— START OF Exercise inputs —

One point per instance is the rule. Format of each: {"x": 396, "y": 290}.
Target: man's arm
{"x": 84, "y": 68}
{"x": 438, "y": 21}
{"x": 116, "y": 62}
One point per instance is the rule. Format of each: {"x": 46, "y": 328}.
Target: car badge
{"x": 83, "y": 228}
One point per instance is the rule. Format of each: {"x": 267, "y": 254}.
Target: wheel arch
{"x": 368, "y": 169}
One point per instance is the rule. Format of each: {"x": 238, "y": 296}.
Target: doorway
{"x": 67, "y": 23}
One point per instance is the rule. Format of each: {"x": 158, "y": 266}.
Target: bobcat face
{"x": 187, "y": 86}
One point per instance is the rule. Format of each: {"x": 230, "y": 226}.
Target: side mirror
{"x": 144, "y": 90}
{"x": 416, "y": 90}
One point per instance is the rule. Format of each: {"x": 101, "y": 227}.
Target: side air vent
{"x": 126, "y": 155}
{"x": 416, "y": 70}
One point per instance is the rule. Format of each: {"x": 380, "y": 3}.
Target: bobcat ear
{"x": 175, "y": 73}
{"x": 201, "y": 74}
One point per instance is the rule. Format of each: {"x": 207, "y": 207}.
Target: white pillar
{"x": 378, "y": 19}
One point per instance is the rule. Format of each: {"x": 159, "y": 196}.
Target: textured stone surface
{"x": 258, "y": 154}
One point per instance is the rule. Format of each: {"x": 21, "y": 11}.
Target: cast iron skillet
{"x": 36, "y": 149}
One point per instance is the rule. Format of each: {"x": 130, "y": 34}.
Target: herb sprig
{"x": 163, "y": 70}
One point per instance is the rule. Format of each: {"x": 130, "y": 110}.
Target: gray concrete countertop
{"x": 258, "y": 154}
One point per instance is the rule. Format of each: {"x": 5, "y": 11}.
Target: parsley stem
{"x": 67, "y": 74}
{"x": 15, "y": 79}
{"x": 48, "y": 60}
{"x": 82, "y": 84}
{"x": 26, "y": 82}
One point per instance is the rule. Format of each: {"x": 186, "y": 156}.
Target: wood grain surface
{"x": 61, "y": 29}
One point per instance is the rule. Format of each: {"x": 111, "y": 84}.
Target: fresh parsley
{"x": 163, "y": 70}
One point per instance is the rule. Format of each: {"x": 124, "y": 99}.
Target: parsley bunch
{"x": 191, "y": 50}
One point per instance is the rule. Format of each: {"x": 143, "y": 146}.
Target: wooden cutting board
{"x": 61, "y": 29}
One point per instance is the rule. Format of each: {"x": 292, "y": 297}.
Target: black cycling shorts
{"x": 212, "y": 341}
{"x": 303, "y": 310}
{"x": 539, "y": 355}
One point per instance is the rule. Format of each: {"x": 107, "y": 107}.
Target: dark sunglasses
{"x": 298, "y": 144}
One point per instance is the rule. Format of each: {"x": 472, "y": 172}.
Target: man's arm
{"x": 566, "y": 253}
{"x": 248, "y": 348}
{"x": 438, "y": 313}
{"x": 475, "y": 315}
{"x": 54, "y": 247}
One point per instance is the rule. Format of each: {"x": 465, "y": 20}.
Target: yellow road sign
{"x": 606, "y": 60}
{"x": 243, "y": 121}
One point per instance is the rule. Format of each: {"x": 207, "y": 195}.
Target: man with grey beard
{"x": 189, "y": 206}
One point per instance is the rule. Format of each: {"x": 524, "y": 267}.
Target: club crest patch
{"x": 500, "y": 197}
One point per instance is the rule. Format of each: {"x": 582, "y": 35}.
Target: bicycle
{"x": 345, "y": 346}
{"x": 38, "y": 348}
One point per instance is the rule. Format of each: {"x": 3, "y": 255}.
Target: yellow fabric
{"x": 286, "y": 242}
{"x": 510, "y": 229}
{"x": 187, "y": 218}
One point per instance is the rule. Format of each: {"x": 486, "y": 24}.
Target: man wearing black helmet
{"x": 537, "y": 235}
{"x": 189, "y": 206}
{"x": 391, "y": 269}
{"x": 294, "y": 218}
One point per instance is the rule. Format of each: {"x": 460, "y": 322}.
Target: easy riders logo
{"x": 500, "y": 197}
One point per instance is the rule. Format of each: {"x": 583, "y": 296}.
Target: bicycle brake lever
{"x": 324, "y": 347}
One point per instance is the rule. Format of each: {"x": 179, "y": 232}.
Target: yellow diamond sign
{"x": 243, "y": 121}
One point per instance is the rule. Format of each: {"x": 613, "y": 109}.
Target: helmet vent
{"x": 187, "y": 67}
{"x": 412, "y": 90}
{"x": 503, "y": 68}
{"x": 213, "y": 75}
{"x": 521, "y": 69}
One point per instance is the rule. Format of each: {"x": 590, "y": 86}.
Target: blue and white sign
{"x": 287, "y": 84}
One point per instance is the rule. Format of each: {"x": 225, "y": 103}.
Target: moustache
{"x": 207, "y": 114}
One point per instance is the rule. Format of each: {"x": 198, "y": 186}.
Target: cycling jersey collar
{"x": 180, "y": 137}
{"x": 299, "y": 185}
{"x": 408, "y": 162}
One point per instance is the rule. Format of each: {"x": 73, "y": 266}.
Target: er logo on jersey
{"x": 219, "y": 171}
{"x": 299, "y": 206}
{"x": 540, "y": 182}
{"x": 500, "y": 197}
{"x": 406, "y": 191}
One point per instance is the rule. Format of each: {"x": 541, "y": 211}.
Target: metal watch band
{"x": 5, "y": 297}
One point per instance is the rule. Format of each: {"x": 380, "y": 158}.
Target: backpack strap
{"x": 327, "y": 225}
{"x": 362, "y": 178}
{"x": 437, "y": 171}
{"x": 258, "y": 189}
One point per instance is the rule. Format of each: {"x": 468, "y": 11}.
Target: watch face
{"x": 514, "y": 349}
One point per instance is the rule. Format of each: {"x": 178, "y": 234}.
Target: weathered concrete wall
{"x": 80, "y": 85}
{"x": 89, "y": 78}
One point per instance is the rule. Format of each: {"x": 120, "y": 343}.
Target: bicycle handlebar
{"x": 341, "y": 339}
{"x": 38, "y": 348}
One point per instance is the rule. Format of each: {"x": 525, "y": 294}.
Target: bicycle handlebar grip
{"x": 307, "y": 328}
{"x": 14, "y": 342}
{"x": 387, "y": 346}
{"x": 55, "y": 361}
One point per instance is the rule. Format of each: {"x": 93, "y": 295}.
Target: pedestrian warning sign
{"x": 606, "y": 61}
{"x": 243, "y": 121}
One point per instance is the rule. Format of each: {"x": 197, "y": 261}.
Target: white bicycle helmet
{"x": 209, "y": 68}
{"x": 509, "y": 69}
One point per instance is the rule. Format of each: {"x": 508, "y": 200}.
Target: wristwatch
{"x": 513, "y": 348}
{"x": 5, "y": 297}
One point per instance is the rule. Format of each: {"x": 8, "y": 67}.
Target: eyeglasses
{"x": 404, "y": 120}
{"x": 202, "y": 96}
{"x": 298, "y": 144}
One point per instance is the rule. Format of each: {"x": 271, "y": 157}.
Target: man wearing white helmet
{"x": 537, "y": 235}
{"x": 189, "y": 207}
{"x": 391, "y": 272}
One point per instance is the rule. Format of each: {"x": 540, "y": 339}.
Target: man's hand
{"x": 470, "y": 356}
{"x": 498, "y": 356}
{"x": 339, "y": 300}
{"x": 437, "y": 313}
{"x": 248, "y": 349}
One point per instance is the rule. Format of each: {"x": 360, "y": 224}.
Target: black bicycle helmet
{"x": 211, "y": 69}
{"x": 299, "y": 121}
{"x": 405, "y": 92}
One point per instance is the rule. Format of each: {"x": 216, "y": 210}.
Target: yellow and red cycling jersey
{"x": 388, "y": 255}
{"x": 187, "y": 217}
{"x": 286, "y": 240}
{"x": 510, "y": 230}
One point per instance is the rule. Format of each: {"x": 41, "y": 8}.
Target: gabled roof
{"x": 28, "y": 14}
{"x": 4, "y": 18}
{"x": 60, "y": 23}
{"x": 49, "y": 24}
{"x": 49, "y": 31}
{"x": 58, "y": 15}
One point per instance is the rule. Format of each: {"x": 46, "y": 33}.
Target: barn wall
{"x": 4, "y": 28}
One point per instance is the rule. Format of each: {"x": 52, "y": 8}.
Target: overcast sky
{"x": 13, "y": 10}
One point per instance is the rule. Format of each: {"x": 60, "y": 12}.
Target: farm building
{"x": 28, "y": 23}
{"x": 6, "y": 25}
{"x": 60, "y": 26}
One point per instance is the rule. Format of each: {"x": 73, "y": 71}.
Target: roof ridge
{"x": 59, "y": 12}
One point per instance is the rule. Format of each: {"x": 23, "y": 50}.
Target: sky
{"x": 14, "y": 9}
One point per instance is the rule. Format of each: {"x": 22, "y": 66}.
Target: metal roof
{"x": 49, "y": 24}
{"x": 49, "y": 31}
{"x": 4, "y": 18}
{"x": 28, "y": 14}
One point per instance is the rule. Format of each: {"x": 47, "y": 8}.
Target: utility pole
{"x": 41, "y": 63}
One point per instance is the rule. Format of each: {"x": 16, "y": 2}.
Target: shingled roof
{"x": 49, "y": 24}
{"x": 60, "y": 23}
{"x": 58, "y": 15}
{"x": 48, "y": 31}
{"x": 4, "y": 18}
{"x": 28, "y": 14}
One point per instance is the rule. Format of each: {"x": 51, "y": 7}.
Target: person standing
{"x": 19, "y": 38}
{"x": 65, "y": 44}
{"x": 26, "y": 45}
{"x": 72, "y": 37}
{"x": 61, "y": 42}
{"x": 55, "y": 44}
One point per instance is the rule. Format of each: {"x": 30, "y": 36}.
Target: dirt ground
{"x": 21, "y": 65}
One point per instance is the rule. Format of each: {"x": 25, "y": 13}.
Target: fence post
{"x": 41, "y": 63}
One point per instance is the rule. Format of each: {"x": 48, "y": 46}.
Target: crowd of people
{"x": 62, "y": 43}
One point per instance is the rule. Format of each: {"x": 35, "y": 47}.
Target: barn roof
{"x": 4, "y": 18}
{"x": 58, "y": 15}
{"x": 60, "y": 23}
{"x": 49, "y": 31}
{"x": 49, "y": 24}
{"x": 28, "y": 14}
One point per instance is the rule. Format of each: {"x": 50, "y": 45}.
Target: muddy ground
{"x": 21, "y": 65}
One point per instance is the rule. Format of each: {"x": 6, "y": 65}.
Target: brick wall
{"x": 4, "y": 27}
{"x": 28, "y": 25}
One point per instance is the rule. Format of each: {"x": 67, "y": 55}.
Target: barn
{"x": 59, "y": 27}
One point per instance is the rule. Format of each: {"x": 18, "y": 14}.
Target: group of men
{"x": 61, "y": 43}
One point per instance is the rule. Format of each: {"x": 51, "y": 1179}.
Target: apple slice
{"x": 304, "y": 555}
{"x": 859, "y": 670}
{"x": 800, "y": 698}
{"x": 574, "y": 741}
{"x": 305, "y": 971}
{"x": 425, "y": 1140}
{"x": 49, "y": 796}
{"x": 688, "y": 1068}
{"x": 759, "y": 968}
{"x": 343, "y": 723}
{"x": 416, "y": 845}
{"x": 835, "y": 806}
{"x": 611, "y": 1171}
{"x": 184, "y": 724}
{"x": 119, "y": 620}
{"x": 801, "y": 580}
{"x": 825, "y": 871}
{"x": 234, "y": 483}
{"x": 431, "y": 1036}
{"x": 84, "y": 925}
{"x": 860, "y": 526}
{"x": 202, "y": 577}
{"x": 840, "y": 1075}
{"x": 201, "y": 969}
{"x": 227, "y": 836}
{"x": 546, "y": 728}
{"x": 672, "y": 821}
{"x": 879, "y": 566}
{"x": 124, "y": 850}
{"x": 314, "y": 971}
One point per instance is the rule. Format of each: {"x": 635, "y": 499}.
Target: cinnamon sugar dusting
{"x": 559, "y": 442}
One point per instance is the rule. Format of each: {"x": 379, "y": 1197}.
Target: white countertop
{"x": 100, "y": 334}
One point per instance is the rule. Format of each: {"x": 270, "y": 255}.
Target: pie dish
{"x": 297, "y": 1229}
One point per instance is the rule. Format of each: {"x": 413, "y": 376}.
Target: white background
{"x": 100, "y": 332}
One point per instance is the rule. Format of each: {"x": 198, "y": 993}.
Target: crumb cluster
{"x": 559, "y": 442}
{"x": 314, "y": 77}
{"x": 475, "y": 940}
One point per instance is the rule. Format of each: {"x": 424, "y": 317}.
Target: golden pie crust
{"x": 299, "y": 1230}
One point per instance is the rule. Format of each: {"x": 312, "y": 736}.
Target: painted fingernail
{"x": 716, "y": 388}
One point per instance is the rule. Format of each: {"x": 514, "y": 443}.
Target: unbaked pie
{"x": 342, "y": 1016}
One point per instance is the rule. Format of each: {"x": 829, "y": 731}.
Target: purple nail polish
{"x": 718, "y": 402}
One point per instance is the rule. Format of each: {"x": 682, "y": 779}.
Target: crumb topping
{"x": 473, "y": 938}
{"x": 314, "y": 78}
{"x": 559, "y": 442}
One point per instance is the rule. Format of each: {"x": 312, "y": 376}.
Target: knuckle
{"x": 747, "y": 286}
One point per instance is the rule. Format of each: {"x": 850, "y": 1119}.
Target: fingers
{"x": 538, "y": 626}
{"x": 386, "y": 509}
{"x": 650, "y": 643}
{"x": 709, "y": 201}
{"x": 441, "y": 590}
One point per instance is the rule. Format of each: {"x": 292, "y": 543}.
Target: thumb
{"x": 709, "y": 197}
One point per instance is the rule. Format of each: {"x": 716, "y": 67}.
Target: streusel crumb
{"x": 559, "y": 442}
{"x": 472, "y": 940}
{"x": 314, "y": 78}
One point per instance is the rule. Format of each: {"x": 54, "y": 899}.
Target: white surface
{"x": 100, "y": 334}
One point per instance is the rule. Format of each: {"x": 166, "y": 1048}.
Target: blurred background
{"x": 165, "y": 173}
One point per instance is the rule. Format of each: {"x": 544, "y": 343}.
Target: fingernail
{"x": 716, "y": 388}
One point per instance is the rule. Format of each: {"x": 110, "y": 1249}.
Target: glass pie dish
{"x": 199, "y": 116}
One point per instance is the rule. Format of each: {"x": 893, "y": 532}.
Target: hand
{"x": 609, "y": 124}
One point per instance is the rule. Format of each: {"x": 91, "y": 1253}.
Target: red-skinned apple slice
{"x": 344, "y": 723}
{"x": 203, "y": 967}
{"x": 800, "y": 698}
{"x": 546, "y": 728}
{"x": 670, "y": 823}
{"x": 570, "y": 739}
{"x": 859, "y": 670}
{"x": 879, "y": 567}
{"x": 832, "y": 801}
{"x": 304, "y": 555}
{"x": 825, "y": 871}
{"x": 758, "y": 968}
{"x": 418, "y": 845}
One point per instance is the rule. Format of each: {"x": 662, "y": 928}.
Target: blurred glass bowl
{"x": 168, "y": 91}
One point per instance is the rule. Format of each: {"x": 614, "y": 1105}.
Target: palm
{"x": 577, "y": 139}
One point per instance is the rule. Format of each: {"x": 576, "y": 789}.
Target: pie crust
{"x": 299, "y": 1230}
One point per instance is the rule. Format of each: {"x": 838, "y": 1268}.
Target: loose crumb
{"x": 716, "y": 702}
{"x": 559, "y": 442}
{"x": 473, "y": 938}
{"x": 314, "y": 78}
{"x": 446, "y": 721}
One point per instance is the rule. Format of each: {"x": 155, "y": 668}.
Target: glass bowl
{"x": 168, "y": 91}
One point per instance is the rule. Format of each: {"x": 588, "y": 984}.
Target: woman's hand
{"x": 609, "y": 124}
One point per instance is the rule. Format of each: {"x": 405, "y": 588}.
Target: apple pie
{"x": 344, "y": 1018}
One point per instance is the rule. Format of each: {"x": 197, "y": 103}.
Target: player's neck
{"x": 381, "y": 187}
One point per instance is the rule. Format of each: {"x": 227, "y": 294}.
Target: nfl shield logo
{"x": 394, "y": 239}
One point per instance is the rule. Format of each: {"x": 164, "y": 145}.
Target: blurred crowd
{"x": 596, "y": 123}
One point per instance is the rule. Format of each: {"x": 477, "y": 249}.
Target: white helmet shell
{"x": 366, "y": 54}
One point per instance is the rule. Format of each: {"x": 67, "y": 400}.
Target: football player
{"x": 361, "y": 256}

— END OF Exercise inputs —

◆ **Exercise brief**
Return every line in the records that contains the word "black", matching case exactly.

◆ **Solved problem**
Target: black cycling shorts
Target: man wearing black helmet
Target: black bicycle helmet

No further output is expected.